EXTRACT below:
How Should I Handle a Problem With the Teacher?

By Dr. Ruth Jacoby, Educational Consultant

Question:

What should you do when you have a problem with your child's teacher and other parents also seem to have the same kinds of problems?

Answer:

Make a list with all of your concerns with exact documentation if you have any. Call for an appointment with the teacher to see if you can resolve any of the issues. Do not worry yourself with how others feel. Your only concern is what is best for your child.

Be prepared to listen, listen and listen. You may learn a lot more about the teacher's philosophy and who she is. You may want to practice first exactly what you want to say, so you are precise. Bring a checklist with you to the meeting so you hit all the pertinent points that you want to make.

Some of the concerns you may wish to report are: your concerns with her academic teachings, with projects, with too much or too little homework, with how she explains the lessons, with her communication, with her attitude or with your feelings about not being welcomed into the classroom.

If you leave the meeting still carrying the same concerns, you may wish to seek out the advice of an administrator (principal, assistant principal, and/or guidance counselor). Explain that you already had a parent-teacher conference, but not all your concerns were addressed to your satisfaction. Ask for their assistance and guidance. Remember not every teacher your child has through the many school years ahead—especially in middle and high school, where there is one teacher for each subject area—will be perfect. Changes sometimes can occur if your approach the problem with "a lot of sugar and honey."


Dr. Ruth Jacoby has been involved in education for more than 30 years as an educator, principal and currently as an educational consultant in Florida. She is the co-author of the School Talk! Success Series including Parent Talk!: The Art of Effective Communication With the School and Your Child, Homework Talk!: The Art of Effective Communication About Your Child's Homework and Test Talk!: Understanding the Stakes and Helping Your Children Do Their Best.
End of EXTRACT.
DATA SUPPLIED below:
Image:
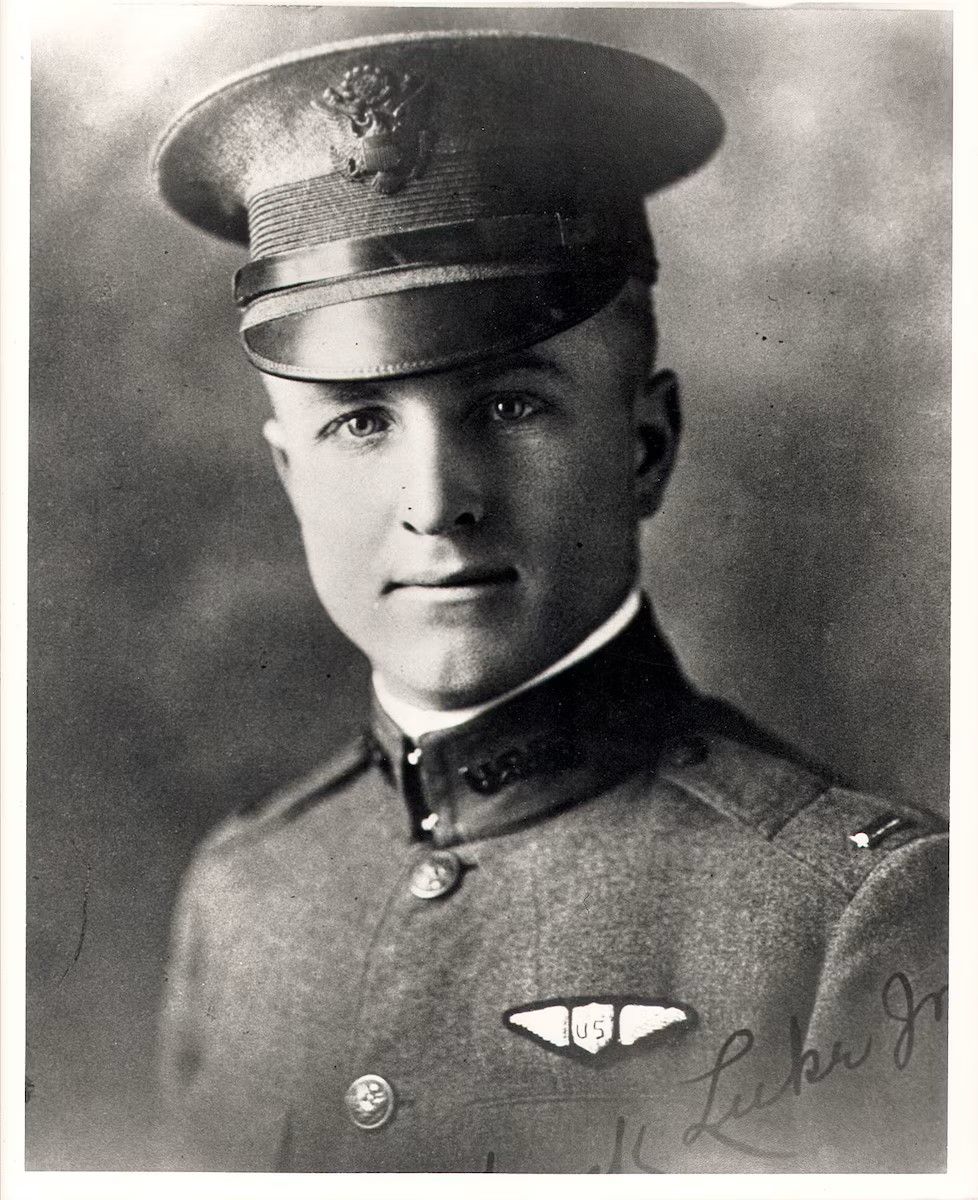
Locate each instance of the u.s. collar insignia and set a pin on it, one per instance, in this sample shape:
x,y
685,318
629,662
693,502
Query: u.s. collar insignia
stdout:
x,y
385,142
598,1029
End of DATA SUPPLIED.
PROBLEM 1: Print the part of the column on teacher problems from "What should you" up to and including "want to make.".
PROBLEM 2: List each concern that the column on teacher problems says a parent may wish to report to the teacher.
PROBLEM 3: According to the column on teacher problems, for how many years has Dr. Ruth Jacoby been involved in education?

FINAL ANSWER 1:
What should you do when you have a problem with your child's teacher and other parents also seem to have the same kinds of problems?

Answer:

Make a list with all of your concerns with exact documentation if you have any. Call for an appointment with the teacher to see if you can resolve any of the issues. Do not worry yourself with how others feel. Your only concern is what is best for your child.

Be prepared to listen, listen and listen. You may learn a lot more about the teacher's philosophy and who she is. You may want to practice first exactly what you want to say, so you are precise. Bring a checklist with you to the meeting so you hit all the pertinent points that you want to make.

FINAL ANSWER 2:
- Her academic teachings
- Projects
- Too much or too little homework
- How she explains the lessons
- Her communication
- Her attitude
- Feelings about not being welcomed into the classroom

FINAL ANSWER 3: More than 30 years.